(INSTRUCTIONS TO FOLLOW)
Could you reproduce every line of the listing below word for word, with nothing changed?

=== ENTRIES PROVIDED ===

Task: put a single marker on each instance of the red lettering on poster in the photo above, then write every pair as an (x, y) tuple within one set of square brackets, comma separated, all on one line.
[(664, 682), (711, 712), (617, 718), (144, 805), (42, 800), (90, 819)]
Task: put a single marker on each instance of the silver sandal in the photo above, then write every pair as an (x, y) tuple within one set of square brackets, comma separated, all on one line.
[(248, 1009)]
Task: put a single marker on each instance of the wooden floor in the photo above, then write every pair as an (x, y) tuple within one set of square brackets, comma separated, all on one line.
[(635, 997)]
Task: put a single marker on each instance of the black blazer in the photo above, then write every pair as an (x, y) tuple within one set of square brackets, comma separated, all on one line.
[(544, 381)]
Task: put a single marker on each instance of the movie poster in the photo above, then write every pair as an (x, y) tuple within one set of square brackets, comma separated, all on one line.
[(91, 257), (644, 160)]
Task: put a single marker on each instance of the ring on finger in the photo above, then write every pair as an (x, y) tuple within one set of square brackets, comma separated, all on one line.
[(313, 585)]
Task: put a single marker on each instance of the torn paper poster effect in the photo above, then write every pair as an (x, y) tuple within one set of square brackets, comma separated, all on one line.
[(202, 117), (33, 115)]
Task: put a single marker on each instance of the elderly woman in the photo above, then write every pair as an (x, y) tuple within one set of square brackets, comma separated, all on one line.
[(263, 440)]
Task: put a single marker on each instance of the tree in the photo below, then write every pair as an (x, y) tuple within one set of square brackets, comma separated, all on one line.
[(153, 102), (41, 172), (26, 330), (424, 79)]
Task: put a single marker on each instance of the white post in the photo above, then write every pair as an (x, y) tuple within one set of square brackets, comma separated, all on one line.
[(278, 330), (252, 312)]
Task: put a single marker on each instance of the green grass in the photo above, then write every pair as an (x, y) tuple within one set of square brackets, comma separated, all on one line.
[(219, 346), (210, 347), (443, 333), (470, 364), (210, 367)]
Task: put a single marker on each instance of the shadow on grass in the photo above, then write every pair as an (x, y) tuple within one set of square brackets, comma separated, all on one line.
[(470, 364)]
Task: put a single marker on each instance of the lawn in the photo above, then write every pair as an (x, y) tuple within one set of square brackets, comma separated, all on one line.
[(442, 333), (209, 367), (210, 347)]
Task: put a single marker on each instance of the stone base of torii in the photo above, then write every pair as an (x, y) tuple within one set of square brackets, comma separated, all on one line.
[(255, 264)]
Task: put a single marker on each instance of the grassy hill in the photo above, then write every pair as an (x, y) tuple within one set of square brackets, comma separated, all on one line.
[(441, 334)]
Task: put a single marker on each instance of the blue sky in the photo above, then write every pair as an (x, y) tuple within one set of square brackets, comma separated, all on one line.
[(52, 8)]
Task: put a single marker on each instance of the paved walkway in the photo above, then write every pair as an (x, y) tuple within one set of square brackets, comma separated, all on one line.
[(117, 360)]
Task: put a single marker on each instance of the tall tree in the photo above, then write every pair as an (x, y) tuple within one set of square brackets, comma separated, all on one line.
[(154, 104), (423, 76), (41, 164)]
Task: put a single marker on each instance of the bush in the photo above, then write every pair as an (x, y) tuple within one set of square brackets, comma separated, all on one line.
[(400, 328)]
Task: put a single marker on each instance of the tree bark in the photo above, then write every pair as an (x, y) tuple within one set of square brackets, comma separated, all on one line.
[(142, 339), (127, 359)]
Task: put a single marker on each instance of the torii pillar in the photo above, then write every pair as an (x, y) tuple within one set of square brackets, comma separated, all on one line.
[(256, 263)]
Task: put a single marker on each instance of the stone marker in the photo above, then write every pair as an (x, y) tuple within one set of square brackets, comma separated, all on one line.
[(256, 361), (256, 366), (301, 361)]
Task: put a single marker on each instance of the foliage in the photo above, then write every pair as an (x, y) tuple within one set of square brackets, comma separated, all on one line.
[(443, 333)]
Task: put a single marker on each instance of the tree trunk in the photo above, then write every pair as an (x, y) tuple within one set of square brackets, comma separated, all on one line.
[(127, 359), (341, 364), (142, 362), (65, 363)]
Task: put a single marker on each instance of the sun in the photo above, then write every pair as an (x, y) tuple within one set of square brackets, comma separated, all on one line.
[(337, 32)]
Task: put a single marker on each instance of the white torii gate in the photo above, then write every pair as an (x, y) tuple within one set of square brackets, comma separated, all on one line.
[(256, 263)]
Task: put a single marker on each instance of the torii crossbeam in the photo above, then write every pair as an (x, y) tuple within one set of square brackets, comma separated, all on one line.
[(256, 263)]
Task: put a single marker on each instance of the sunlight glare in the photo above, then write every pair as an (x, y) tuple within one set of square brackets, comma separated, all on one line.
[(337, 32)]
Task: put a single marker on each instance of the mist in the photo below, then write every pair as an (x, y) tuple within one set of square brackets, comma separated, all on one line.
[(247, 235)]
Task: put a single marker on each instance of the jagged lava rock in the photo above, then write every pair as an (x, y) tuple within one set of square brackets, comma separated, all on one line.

===

(ANSWER TO THIS EXERCISE)
Task: put a single marker on each instance of the red lettering on poster in the photo above, then write every pair as an (x, y) tuple within one set of square brackets, comma separated, all on one line.
[(664, 682), (711, 712), (617, 718), (144, 805), (42, 800), (90, 819)]
Task: put a single marker on each instance of the silver sandal in the photo above, then write every pair as an (x, y) tuple within one set of square brackets, comma separated, all on one line.
[(248, 1009)]
Task: put a single marker on each instance of the wooden floor in the photo above, then write every pair as an (x, y) tuple within one set of square brackets, comma separated, all on one line.
[(635, 997)]
Task: put a single marker on each instance of the black blazer in the photo above, then write every pair as an (x, y) tuple within one set of square brackets, comma separated, all on one line.
[(544, 381)]
Task: put a single marker on each instance of the movie poster in the photo above, then write every pair as an (x, y) tuple within one set of square brackets, comma separated, all on one line.
[(91, 257), (644, 160)]
Task: put a single marker on each instance of the ring on finger in the photo above, then write every pair as an (x, y) tuple within one set of square brackets, comma separated, all on one line.
[(313, 585)]
Task: put a single marker on each instance of the torn paper poster effect in the photo above, then write every pair as an (x, y) tuple within one set of square brackets, comma separated, all on one line.
[(202, 117), (33, 115)]
Task: put a single marker on each instance of the elderly woman in the photo above, then write every pair as an (x, y) tuple within one set of square brackets, comma separated, all on one line.
[(263, 440)]
Task: put a single marker on each instance of the tree in the photo below, then write every pair as an (x, y) tuple within one set of square brackets, comma separated, all on one line.
[(153, 102), (41, 172), (26, 330), (424, 79)]
Task: put a single marker on each instance of the white post in the photo above, then write every pair as an (x, y) tuple within one set of square brackets, comma separated, all on one line.
[(278, 330), (252, 312)]
Task: put a single marker on each instance of the green grass in the photo above, then write every pair as an (x, y) tuple within one set of square brackets, comma separated, all on one line.
[(219, 346), (210, 347), (443, 333), (470, 364), (210, 367)]
Task: put a single marker on each instance of the shadow on grass in the photo above, then write every pair as an (x, y) tuple within one set of square brackets, comma separated, all on one line.
[(470, 364)]
Task: put a single marker on each instance of the lawn in the photo above, then write every pair as an (x, y) tuple within one set of square brackets, comma separated, all on one line.
[(442, 333), (209, 367), (210, 347)]
Task: put a single marker on each instance of the stone base of torii in the photo above, then write every pair as an (x, y) tuple within one set of square brackets, comma separated, all on one line.
[(255, 264)]
Task: put a single marker on each instance of the grassy hill in the photo above, then write every pair as an (x, y) tuple within one set of square brackets, comma separated, all on one line.
[(441, 334)]
Task: put a single marker on each instance of the blue sky in the photo above, then write every pair as an (x, y) tuple within one set of square brackets, comma separated, all on one line.
[(52, 8)]
Task: put a single marker on each instance of the paved walkway in the photo above, then write every pair as an (x, y) tuple within one set of square brackets, comma separated, all on one line.
[(117, 360)]
Task: put a single marker on each instance of the tall tree in the photo above, then write every pair as an (x, y) tuple within one set of square brackets, comma separated, all on one line.
[(154, 104), (423, 76), (41, 164)]
Task: put a single marker on each instance of the bush in the photo above, then write every pair as an (x, y) tuple within one set of square brackets, comma separated, all on one line.
[(400, 328)]
Task: put a single marker on each instance of the tree bark in the photo above, then write every pair as an (x, y) tuple within one set of square brackets, comma separated, all on one line.
[(142, 339), (127, 359)]
Task: put a single marker on each instance of the torii pillar in the photo above, then write every pair as an (x, y) tuple within one set of square brackets, comma separated, all on one line.
[(256, 263)]
Task: put a single marker on each instance of the stone marker in the photo above, then write every pair as an (x, y) tuple within one set of square brackets, comma separated, all on one line.
[(256, 361), (256, 366), (301, 361)]
Task: put a single marker on each instance of the foliage in the photo above, then write every pair as an (x, y) tuple within one set of square brackets, comma separated, all on one line.
[(443, 333)]
Task: put a single marker on each instance of the tree trunk in the photo above, then write every pair as an (x, y) tuple within one set of square brackets, comma separated, all on one line.
[(127, 359), (341, 364), (142, 362), (65, 363)]
Task: put a single marker on each instance of the sun in the photo above, then write every pair as an (x, y) tuple within one set of square brackets, comma separated, all on one line.
[(337, 32)]
Task: put a single marker on each instance of the white torii gate in the photo above, then write every pair as an (x, y) tuple within one set of square brackets, comma separated, all on one line.
[(256, 263)]
Task: put a single marker on each instance of the torii crossbeam in the photo above, then write every pair as an (x, y) tuple within one set of square brackets, comma separated, all on one line.
[(256, 263)]
Task: put a single marker on each instance of the sunlight glare in the photo above, then write every pair as an (x, y) tuple within one set of square brackets, comma separated, all on one line.
[(337, 32)]
Task: put a single marker on each instance of the mist in the photo below, then write every pair as an (x, y) tuple within one set of square brackets, comma separated, all on one line.
[(247, 235)]
Task: put a single marker on each instance of the jagged lava rock in the photo above, then write every pair as an (x, y) tuple within one set of square brackets, comma separated, all on one line.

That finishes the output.